Entries taken from a collection
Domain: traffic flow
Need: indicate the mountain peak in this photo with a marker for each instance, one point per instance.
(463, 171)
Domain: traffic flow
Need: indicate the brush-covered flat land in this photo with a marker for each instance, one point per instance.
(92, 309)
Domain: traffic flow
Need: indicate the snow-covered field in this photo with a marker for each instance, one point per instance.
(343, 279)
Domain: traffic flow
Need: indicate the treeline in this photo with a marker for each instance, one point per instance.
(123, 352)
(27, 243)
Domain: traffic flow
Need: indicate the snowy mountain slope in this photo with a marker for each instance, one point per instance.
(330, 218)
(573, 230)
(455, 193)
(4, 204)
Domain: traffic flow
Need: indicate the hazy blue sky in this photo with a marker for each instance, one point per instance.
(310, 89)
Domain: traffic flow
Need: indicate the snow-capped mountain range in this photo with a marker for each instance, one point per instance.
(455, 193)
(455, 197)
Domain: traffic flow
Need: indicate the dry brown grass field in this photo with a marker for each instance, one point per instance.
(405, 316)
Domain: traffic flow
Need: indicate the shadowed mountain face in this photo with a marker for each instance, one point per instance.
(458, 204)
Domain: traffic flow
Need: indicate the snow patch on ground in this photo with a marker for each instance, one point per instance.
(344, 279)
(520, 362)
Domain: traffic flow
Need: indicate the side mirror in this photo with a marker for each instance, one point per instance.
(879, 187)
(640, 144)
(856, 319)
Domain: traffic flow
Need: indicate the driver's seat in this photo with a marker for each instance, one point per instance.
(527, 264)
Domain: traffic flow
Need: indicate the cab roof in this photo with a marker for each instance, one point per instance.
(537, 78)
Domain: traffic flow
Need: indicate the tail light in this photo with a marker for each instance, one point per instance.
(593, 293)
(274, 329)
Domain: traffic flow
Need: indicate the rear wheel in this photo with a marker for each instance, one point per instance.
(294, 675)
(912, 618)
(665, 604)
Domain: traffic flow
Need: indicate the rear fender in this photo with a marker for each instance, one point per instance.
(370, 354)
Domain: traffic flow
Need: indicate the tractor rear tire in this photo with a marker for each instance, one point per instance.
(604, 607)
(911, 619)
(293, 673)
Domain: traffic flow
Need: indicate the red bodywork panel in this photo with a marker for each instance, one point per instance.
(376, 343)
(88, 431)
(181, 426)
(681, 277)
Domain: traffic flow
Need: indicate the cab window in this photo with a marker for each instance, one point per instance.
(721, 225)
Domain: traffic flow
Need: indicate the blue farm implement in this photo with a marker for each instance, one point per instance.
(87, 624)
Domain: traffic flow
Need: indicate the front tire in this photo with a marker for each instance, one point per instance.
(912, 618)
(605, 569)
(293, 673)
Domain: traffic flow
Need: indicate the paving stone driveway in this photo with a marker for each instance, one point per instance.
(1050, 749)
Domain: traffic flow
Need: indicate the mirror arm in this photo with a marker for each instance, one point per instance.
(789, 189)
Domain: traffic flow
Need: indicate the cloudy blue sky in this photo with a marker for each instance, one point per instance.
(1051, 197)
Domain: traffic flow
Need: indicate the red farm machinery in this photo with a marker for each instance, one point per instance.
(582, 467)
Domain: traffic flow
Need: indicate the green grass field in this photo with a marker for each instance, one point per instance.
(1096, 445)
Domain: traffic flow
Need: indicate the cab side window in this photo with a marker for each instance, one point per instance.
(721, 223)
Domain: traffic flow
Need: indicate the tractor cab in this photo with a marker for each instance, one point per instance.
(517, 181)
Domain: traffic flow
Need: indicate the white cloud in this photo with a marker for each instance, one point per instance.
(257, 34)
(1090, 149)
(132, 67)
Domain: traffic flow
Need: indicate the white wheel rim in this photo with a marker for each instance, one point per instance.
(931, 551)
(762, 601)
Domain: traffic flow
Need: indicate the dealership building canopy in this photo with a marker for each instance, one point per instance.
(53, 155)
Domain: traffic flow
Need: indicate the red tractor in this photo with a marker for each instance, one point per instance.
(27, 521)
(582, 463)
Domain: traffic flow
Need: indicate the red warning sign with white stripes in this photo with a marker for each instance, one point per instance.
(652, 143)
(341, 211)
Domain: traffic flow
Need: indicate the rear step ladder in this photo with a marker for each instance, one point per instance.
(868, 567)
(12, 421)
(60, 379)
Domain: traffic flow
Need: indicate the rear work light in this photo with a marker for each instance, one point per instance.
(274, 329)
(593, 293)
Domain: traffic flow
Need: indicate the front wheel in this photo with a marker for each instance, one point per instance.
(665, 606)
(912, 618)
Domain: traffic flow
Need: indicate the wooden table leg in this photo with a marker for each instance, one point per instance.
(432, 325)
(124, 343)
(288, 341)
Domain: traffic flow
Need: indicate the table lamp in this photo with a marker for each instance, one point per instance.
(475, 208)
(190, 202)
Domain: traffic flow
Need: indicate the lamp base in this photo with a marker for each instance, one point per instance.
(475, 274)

● PROBLEM DESCRIPTION: Every record needs to be reproduced exactly, with none skipped.

● YOUR SOLUTION:
Domain: traffic flow
Need: indicate the mountain peak in this photo with a marker for each instance, one point per instance.
(463, 171)
Domain: traffic flow
Need: indicate the brush-covered flat land in this photo with a marker for each instance, one point per instance.
(92, 309)
Domain: traffic flow
Need: indicate the snow-covered field in this photo with a marker for each instance, one point per instance.
(343, 279)
Domain: traffic flow
Need: indicate the treeline in this photo with a marker for each instance, one point per instance.
(123, 352)
(27, 243)
Domain: traffic flow
Need: indicate the snowy mountain slope in this photo with a marker for each instance, one point per instance.
(330, 218)
(573, 230)
(455, 193)
(4, 204)
Domain: traffic flow
Need: indicate the hazy blue sky in this photo with a marker for each instance, one point per instance.
(310, 89)
Domain: traffic flow
Need: indicate the snow-capped mountain range in this photo with a marker for each instance, one point per instance.
(455, 193)
(455, 197)
Domain: traffic flow
Need: indicate the dry brown grass field in this photo with a marker for each instance, one point per instance.
(405, 316)
Domain: traffic flow
Need: indicate the shadowed mountain face in this photo with a marker for each instance, one point per instance.
(458, 204)
Domain: traffic flow
Need: indicate the snow patch on ground in this photo with a marker for each instance, one point per instance.
(344, 279)
(520, 362)
Domain: traffic flow
Need: indicate the side mirror in this photo with a marker for each instance, one point per instance.
(879, 187)
(640, 144)
(856, 319)
Domain: traffic flow
Need: indicate the driver's seat in this photo with a marker for each instance, one point per instance.
(527, 264)
Domain: traffic flow
Need: indicate the cab roof in this photo with a marker for each instance, one point per instance.
(537, 78)
Domain: traffic flow
Need: indicate the tail light in this photo with a marker for each instance, one point per instance.
(593, 293)
(274, 329)
Domain: traffic flow
Need: indicate the rear wheel in this photo with a marker for each instance, one point per instance.
(294, 675)
(912, 618)
(665, 604)
Domain: traffic flow
Need: indicate the rear fender in this photo with a marker for each instance, one point per instance.
(370, 354)
Domain: traffic flow
Need: indicate the tractor rear tire in this photo with a marker for each instance, one point per instance.
(604, 607)
(911, 619)
(293, 673)
Domain: traffic flow
Need: indicate the red bodywork panel in this photo with a marker for each instance, one point per instance.
(376, 343)
(88, 431)
(181, 426)
(681, 277)
Domain: traffic flow
Need: indicate the cab window in this photo with a marker for each instance, one point per instance.
(721, 225)
Domain: traffic flow
Need: indicate the blue farm implement in this photo with a marker for each instance, one point per instance.
(87, 624)
Domain: traffic flow
Need: indicate the front tire in this photo with a marker for each instance, one point per instance.
(912, 618)
(605, 569)
(293, 673)
Domain: traffic flow
Need: indicate the paving stone driveway in this photo with a marker for each instance, one point per instance.
(1050, 749)
Domain: traffic flow
Need: indicate the mirror arm in this photo with a marker for each instance, one point per instance.
(789, 189)
Domain: traffic flow
Need: indicate the cloudy blue sky in this photo with a marker for each instance, one point per instance.
(1051, 197)
Domain: traffic flow
Need: indicate the red farm machinery in this photo with a marker for each instance, one point per instance.
(582, 467)
Domain: traffic flow
Need: indicate the green grass field in this photo with a marker for each instance, one point per instance.
(1096, 445)
Domain: traffic flow
Need: indicate the cab side window in this photo with a marker for each instance, one point per instance.
(721, 223)
Domain: traffic flow
Need: indicate the tractor cab in this photo with a marker for each instance, one point per instance.
(517, 181)
Domain: traffic flow
Need: indicate the white cloud in this photo with a marker for each instance, one point per instance.
(257, 34)
(1090, 149)
(132, 67)
Domain: traffic flow
Need: indicate the white wheel rim in this photo with a marker for each instance, one point per instance.
(931, 551)
(762, 601)
Domain: traffic flow
Need: indicate the dealership building canopy in this photo with a marker for each instance, one point per instance.
(53, 155)
Domain: traffic flow
Need: indicate the red tractor in this photo with a marker for each instance, one point per instance.
(27, 521)
(582, 463)
Domain: traffic flow
Need: indicate the red warning sign with white stripes in this photo with a marker for each instance, one point per instance.
(652, 143)
(341, 211)
Domain: traffic flow
Need: indicate the rear step ladder in this photo with a marker for each instance, one point per instance.
(868, 567)
(12, 421)
(60, 379)
Domain: traffic flow
Need: indicate the rear work light in this photo with a marker for each instance, one point per instance.
(274, 329)
(593, 293)
Domain: traffic flow
Need: indicate the front wheel in this photo with a marker for each instance, one point per instance.
(665, 606)
(912, 618)
Domain: traffic flow
Need: indicate the wooden table leg in this photo with a marker for each instance, one point per instance.
(432, 325)
(124, 343)
(288, 341)
Domain: traffic flow
Need: indicate the table lamp in this photo with a marker for each instance, one point per instance.
(475, 208)
(190, 202)
Domain: traffic flow
Need: indicate the lamp base in this photo with a marker for each instance, one point per instance.
(475, 274)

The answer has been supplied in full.